Lay out each line of the data below as a JSON list of strings, one string per line, leaving out any blank lines.

[Start Supplied data]

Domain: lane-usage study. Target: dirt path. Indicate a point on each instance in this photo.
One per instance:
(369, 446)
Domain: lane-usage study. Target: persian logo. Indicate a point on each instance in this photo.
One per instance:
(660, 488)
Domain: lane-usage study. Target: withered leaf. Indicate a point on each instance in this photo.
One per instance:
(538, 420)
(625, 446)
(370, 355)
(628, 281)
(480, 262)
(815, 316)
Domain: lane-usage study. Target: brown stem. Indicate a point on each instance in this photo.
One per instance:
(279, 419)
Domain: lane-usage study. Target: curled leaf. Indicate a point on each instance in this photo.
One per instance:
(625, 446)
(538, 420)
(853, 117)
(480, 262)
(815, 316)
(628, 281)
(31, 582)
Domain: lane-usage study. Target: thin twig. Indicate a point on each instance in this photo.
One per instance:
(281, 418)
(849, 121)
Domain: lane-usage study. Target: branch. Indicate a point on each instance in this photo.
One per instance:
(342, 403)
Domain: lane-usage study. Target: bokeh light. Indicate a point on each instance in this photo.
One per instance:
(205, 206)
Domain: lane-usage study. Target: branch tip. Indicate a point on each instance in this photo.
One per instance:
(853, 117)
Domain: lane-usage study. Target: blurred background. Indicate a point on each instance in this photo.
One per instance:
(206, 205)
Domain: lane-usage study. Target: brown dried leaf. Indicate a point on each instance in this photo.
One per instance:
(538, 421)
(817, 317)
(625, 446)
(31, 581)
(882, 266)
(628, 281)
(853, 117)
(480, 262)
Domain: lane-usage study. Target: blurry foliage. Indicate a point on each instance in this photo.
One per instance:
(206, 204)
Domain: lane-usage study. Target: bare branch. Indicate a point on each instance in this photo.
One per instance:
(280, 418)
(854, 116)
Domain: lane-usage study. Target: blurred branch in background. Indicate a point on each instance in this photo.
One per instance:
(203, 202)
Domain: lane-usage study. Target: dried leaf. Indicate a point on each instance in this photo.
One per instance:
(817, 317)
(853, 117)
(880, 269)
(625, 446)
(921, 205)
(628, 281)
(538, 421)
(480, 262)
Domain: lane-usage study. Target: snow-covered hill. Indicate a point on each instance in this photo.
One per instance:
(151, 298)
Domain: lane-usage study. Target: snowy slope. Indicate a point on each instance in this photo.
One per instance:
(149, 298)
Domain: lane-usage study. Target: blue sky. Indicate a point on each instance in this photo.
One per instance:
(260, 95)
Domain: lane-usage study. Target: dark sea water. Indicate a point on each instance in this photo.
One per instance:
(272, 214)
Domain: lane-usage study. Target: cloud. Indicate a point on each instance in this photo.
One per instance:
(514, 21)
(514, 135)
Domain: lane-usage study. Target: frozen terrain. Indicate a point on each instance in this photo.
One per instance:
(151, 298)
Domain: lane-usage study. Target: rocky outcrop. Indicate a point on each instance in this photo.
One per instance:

[End Supplied data]

Output of the exercise:
[
  "Domain: lane-usage study. Target: dirt path. Indicate a point on each instance in this photo.",
  "One per instance:",
  "(369, 446)",
  "Domain: lane-usage study. Target: persian logo. Indicate a point on each instance in this photo.",
  "One per instance:",
  "(660, 488)",
  "Domain: lane-usage study. Target: withered leaf. Indicate a point on each instance in this photo.",
  "One per instance:",
  "(538, 420)",
  "(625, 446)",
  "(370, 355)",
  "(628, 281)",
  "(480, 262)",
  "(815, 316)",
  "Domain: lane-usage study. Target: brown stem. Indicate a point on each instance in this photo.",
  "One per instance:",
  "(279, 419)",
  "Domain: lane-usage study. Target: curled leaf. Indicate a point on each instance in this photo.",
  "One per instance:",
  "(625, 446)",
  "(538, 420)",
  "(853, 117)",
  "(480, 262)",
  "(815, 316)",
  "(628, 281)",
  "(31, 582)",
  "Domain: lane-usage study. Target: thin twig. Indicate a point on each instance in this photo.",
  "One per instance:",
  "(281, 418)",
  "(849, 121)",
  "Domain: lane-usage study. Target: branch. Indicate a point on each instance in this photo.",
  "One per instance:",
  "(342, 403)",
  "Domain: lane-usage study. Target: bokeh light. Indicate a point on each instance in this photo.",
  "One per instance:",
  "(205, 206)",
  "Domain: lane-usage study. Target: branch tip. Indicate a point on each instance in this photo.",
  "One per instance:",
  "(853, 117)",
  "Domain: lane-usage study. Target: blurred background. Indicate a point on each instance in this photo.",
  "One per instance:",
  "(206, 205)",
  "Domain: lane-usage study. Target: brown dried leaf. Indicate a point on each instance in this photo.",
  "One per instance:",
  "(538, 421)",
  "(817, 317)",
  "(625, 446)",
  "(31, 581)",
  "(882, 266)",
  "(628, 281)",
  "(853, 117)",
  "(480, 262)",
  "Domain: lane-usage study. Target: blurry foliage. Indicate a point on each instance in this photo.",
  "One per instance:",
  "(206, 204)",
  "Domain: lane-usage study. Target: bare branch. Indicate a point on each instance in this photo.",
  "One per instance:",
  "(280, 418)",
  "(854, 116)",
  "Domain: lane-usage study. Target: blurred branch in background. Indicate a point on each instance in this photo.",
  "One per instance:",
  "(203, 202)",
  "Domain: lane-usage study. Target: dried leaf. Indicate a point on each instance in this photo.",
  "One per instance:",
  "(817, 317)",
  "(853, 117)",
  "(880, 269)",
  "(625, 446)",
  "(921, 205)",
  "(628, 281)",
  "(538, 421)",
  "(480, 262)",
  "Domain: lane-usage study. Target: snow-covered hill. Indicate a point on each instance in this photo.",
  "One per instance:",
  "(151, 298)",
  "Domain: lane-usage study. Target: snowy slope. Indicate a point on each instance in this photo.",
  "One per instance:",
  "(149, 298)",
  "Domain: lane-usage study. Target: blue sky. Indicate a point on each instance in this photo.",
  "One per instance:",
  "(260, 95)",
  "Domain: lane-usage study. Target: dark sea water. Indicate a point on each instance in this photo.",
  "One per instance:",
  "(272, 214)",
  "Domain: lane-usage study. Target: cloud. Indicate a point on each instance in this photo.",
  "One per instance:",
  "(514, 21)",
  "(514, 135)",
  "Domain: lane-usage study. Target: frozen terrain. Indicate a point on each instance in this photo.",
  "One per instance:",
  "(151, 298)",
  "Domain: lane-usage study. Target: rocky outcrop. Indicate a point on each instance in this photo.",
  "One per instance:"
]